_Brief:_
Reproduce a passage from the Adam Sandler article word for word, beginning at "If you’re someone" and stopping after "Out of 100.".

_Document:_
The tragedy of Adam Sandler

"Jack and Jill" is the most reviled film of 2011. If only Sandler followed the Bill Murray model for aging comics

Topics: Adam Sandler, Movies,

The tragedy of Adam Sandler

If you’re someone close to Adam Sandler, there’s a 99 percent chance you’ll be starting a sentence this week with “Well, uh, at least it made $26 million …” and ending it with some sort of forced positive spin. That’s because Sandler’s twins comedy “Jack and Jill” received some of the worst reviews of any movie ever on Friday.

“As for Mr. Sandler, I have always been interested in what he would do next, and I suppose I still am, especially if what he does next is retire,” wrote A.O. Scott in the New York Times. Added Time: ”More than 24 hours has passed since I watched the new Adam Sandler movie ‘Jack and Jill’ and I am still dead inside.” Its Rotten Tomatoes score is a 3. Out of 100.

Does Sandler even care? He got paid a ton for the film ($20 million according to IMDb), got his usual stable of actor-friends roles in it, and all he had to do was wear a wig and some prosthetic boobs. Maybe that’s not so bad. After all, comedies aren’t supposed to be highbrow social commentaries. They’re just supposed to be funny, right?

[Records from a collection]
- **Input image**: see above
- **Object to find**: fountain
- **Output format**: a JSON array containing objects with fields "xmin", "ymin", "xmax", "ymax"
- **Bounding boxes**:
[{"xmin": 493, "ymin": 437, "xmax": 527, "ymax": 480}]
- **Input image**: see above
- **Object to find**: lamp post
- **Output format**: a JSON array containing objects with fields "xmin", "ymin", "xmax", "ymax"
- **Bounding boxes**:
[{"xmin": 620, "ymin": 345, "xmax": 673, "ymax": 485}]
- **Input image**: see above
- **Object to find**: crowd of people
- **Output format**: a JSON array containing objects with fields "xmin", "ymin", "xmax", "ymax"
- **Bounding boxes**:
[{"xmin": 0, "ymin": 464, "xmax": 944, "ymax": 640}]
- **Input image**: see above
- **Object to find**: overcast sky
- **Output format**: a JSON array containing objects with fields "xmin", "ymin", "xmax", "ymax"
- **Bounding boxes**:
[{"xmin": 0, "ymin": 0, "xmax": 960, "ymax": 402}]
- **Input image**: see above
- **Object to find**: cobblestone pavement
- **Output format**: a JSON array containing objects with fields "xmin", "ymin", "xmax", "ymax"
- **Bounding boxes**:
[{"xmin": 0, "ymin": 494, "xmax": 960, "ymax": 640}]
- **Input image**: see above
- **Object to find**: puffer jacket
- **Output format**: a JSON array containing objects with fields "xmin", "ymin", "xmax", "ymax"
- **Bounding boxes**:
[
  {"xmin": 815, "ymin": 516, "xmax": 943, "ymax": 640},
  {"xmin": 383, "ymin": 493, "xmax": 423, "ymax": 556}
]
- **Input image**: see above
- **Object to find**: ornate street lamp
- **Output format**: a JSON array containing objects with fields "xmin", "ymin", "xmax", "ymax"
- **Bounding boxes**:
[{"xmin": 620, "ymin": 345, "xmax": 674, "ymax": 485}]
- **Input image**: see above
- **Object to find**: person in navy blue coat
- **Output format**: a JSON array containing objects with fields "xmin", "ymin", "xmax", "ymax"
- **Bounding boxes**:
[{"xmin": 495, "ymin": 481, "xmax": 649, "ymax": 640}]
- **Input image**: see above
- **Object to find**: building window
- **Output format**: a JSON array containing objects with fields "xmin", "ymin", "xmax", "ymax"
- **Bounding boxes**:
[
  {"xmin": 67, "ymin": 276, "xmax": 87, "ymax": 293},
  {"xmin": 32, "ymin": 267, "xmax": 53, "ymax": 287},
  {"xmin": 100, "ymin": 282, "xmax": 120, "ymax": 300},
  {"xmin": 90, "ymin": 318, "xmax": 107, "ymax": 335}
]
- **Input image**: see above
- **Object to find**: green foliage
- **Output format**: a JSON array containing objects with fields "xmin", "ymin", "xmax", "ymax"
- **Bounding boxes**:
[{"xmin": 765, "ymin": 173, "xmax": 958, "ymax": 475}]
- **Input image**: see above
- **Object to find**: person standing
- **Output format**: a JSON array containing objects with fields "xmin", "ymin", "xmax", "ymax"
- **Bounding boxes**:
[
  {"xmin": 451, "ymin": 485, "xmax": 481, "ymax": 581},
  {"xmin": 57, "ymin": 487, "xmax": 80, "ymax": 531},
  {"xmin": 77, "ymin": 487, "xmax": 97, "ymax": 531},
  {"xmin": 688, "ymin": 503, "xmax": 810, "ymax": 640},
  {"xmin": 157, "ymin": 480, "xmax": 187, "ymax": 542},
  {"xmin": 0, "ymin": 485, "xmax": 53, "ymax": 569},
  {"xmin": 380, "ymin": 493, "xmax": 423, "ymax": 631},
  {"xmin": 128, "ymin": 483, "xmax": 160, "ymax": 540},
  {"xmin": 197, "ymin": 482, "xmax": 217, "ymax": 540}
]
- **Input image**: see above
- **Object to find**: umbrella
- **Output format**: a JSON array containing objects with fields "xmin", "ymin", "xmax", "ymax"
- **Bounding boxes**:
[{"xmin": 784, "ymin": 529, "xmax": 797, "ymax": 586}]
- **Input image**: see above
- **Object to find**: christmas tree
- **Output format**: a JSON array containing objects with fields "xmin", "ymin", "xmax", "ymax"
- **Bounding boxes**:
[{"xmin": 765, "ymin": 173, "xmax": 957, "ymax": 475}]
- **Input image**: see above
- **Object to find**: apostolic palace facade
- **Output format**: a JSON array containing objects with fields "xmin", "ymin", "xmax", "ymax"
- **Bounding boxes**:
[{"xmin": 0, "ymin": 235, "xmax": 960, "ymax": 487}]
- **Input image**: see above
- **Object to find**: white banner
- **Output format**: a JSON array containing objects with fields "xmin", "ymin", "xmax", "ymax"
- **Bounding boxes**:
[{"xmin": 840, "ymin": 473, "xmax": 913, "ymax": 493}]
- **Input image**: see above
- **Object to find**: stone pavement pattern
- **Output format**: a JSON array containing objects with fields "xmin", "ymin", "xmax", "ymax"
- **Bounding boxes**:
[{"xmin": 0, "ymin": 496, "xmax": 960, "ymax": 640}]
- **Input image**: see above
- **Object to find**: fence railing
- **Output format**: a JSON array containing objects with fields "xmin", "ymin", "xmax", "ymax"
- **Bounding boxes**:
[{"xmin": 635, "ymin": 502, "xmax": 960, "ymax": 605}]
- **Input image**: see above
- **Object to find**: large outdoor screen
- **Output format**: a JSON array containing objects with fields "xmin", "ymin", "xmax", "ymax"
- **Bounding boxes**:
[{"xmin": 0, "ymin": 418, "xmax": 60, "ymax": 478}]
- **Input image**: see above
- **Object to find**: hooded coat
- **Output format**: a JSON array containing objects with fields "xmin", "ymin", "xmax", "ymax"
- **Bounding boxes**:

_Answer:_
If you’re someone close to Adam Sandler, there’s a 99 percent chance you’ll be starting a sentence this week with “Well, uh, at least it made $26 million …” and ending it with some sort of forced positive spin. That’s because Sandler’s twins comedy “Jack and Jill” received some of the worst reviews of any movie ever on Friday.

“As for Mr. Sandler, I have always been interested in what he would do next, and I suppose I still am, especially if what he does next is retire,” wrote A.O. Scott in the New York Times. Added Time: ”More than 24 hours has passed since I watched the new Adam Sandler movie ‘Jack and Jill’ and I am still dead inside.” Its Rotten Tomatoes score is a 3. Out of 100.